## Task statement
Reproduce the entries word for word, from their start up to and including the line with "positive clicks: (9, 152)".

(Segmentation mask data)
.....

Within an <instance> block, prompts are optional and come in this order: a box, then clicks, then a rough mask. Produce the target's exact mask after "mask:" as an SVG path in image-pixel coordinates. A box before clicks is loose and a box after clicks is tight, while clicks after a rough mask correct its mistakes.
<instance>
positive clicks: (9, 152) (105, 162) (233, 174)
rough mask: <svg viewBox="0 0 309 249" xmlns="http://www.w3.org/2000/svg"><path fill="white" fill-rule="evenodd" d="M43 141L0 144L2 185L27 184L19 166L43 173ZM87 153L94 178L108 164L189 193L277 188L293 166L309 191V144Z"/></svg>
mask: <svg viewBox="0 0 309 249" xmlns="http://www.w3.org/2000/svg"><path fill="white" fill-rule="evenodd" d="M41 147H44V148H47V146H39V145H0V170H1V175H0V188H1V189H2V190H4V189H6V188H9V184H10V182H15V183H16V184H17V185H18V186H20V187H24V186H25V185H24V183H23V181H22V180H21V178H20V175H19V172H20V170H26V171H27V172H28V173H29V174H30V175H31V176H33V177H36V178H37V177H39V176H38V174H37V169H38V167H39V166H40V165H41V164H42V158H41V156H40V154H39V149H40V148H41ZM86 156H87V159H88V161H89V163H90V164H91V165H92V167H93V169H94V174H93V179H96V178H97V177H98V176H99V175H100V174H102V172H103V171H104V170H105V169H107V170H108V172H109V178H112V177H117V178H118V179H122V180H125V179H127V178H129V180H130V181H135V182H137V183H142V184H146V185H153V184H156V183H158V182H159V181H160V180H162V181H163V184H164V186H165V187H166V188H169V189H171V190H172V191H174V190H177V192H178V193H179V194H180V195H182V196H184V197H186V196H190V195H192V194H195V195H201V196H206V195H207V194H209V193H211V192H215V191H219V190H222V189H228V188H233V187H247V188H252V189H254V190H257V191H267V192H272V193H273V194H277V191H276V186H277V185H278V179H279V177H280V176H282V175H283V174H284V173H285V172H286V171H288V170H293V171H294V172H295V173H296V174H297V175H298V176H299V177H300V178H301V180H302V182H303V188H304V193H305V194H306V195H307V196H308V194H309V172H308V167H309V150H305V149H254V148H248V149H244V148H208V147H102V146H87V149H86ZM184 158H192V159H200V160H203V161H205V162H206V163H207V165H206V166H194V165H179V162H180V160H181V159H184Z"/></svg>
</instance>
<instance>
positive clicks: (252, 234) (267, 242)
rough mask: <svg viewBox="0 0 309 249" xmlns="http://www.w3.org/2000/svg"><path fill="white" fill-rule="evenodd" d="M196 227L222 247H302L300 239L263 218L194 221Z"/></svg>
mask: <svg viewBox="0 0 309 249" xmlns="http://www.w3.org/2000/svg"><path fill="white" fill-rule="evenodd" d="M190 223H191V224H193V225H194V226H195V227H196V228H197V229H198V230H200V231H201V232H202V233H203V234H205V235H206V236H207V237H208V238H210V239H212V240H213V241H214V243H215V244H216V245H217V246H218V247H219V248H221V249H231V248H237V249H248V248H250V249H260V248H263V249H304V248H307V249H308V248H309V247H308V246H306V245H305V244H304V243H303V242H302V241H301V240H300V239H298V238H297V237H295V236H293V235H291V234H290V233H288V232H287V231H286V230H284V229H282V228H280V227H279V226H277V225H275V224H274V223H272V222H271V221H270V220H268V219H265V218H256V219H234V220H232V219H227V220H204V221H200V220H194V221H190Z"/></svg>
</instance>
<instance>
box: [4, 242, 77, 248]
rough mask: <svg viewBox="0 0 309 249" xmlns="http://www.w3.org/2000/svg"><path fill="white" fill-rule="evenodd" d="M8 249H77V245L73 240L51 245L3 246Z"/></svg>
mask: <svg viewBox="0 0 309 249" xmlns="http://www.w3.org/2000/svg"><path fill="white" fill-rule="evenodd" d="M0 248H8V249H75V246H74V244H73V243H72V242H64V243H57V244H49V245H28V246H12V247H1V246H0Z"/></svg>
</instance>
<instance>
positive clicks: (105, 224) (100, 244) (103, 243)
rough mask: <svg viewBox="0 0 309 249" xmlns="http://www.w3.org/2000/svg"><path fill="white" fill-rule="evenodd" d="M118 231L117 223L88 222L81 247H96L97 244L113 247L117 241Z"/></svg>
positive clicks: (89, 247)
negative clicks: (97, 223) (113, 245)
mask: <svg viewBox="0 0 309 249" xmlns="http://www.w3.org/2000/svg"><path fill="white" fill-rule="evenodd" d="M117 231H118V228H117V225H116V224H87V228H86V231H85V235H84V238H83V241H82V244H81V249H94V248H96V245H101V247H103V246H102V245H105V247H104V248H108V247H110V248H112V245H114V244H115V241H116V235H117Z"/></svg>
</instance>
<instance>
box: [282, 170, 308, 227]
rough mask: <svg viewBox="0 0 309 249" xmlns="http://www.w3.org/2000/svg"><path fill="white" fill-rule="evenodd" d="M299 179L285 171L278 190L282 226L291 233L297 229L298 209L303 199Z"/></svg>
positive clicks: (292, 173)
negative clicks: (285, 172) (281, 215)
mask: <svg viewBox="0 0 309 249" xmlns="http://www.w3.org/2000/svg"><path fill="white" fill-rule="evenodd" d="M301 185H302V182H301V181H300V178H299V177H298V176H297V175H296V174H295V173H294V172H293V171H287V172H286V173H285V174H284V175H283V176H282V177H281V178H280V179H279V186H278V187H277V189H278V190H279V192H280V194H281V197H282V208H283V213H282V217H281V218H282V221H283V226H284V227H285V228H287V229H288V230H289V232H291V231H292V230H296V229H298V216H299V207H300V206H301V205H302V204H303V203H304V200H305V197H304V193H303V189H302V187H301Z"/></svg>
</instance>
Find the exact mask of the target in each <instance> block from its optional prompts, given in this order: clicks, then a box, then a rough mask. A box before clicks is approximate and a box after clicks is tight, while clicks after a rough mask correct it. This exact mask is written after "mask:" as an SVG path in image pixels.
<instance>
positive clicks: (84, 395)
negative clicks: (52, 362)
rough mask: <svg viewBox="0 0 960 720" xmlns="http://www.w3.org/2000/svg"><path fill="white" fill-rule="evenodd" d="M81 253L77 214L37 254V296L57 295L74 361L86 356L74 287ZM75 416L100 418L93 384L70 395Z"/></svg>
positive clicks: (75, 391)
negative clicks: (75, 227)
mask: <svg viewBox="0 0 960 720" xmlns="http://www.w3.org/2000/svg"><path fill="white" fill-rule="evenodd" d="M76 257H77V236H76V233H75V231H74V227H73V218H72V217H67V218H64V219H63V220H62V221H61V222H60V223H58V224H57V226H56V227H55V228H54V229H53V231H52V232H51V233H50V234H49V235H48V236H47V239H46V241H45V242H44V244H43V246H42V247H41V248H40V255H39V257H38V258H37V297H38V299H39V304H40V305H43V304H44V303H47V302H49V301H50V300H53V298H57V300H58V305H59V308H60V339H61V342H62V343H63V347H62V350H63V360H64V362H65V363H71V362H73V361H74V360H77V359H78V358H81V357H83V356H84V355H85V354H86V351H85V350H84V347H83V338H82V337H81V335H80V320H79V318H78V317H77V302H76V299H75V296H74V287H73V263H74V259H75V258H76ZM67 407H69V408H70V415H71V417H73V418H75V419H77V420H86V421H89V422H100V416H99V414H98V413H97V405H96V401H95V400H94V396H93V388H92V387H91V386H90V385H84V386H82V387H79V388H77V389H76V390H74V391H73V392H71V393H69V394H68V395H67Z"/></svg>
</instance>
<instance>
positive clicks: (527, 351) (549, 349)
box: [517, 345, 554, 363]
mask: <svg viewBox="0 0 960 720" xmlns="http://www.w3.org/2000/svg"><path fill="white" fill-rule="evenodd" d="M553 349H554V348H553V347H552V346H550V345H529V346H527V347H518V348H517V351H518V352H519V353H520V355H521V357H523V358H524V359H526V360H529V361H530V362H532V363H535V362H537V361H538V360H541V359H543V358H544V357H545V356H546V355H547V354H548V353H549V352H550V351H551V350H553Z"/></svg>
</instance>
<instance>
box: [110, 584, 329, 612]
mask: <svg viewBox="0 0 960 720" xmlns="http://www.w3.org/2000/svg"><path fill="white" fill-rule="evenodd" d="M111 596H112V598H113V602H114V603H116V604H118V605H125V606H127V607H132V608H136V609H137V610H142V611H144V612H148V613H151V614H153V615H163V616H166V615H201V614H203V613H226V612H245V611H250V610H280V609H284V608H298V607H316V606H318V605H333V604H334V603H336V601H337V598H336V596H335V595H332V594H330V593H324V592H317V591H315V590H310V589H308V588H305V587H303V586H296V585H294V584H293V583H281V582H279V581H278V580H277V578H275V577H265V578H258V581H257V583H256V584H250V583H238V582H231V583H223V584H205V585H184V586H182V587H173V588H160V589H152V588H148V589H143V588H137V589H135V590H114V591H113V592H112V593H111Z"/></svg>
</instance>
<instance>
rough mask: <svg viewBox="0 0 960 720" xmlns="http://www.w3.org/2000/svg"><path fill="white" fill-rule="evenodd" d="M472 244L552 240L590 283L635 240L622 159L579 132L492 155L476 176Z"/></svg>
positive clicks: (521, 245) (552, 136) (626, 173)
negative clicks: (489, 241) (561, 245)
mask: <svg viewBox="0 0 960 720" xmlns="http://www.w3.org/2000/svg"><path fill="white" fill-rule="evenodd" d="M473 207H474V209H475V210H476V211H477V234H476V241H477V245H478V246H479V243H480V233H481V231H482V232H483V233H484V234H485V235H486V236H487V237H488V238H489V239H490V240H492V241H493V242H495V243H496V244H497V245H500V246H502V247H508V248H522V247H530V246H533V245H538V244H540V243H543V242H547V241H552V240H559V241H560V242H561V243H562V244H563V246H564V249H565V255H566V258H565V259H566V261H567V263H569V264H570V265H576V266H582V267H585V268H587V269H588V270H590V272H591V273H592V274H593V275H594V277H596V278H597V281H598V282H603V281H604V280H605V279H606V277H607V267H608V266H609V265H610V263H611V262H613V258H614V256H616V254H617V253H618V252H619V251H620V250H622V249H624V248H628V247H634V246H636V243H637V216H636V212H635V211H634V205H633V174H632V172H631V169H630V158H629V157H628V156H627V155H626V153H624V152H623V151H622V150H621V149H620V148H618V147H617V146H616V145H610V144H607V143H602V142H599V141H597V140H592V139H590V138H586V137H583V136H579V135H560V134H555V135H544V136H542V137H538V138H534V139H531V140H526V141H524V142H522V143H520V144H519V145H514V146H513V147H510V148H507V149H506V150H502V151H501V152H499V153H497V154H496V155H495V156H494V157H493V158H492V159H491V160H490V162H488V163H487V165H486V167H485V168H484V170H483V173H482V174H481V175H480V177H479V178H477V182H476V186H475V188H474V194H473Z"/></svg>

.....

## Response below
Within an <instance> block, prompts are optional and come in this order: a box, then clicks, then a rough mask. Produce the target's exact mask after "mask:" as an SVG path in image-pixel coordinates. A box before clicks is loose and a box after clicks is tight, while clicks after a rough mask correct its mistakes.
<instance>
positive clicks: (9, 152) (105, 162) (233, 174)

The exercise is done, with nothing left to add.